- Records to process

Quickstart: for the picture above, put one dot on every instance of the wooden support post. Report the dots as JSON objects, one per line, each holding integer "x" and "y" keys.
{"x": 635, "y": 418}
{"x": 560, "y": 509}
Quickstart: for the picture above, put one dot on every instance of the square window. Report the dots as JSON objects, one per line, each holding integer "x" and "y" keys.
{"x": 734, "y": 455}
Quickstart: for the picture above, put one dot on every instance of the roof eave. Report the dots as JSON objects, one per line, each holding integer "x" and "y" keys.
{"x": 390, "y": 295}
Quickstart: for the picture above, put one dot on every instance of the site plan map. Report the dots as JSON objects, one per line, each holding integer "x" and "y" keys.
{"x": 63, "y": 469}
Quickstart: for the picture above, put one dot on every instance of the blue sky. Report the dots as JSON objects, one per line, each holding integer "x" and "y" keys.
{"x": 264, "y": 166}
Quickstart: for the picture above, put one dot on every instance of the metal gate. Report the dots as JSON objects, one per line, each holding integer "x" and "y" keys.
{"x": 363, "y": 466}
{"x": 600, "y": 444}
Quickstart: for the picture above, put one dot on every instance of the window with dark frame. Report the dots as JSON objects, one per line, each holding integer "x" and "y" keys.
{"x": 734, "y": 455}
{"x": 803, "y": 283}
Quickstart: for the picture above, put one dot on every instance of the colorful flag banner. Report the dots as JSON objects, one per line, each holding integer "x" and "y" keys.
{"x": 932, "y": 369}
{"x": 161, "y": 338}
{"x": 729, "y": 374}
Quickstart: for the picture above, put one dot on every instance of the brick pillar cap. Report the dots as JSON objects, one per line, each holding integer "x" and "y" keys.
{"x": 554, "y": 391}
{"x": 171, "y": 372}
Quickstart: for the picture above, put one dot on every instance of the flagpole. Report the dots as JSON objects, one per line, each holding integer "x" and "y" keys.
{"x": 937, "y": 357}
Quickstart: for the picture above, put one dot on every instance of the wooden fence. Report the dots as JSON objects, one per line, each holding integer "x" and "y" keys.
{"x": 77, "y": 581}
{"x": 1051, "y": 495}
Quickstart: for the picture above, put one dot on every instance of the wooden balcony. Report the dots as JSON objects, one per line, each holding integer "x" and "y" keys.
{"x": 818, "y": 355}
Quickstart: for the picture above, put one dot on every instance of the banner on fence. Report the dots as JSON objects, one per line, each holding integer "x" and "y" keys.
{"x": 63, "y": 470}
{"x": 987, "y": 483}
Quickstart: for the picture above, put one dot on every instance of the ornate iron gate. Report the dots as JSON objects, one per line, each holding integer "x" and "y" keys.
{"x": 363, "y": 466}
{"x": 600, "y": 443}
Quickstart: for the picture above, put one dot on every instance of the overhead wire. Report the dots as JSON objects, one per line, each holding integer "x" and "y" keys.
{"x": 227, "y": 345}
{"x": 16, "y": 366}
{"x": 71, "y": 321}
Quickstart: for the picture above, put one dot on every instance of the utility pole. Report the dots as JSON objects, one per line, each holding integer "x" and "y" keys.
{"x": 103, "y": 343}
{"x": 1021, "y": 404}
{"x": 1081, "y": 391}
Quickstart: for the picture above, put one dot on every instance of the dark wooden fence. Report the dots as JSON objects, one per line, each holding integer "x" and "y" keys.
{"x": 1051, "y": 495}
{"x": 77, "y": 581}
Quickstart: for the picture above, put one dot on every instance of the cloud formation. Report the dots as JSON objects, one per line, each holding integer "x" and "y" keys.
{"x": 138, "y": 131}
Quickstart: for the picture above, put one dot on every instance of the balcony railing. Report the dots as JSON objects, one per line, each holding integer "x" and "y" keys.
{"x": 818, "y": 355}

- Written instruction
Copy out word for word the lines above, starting with the line that contains "of the balcony" and continuing through the final line, with both ends included.

- Problem solution
Quickstart: for the picture above, put one dot on every instance of the balcony railing. Report the dots as JSON objects, one per line, each holding integer "x" and "y" keys.
{"x": 818, "y": 355}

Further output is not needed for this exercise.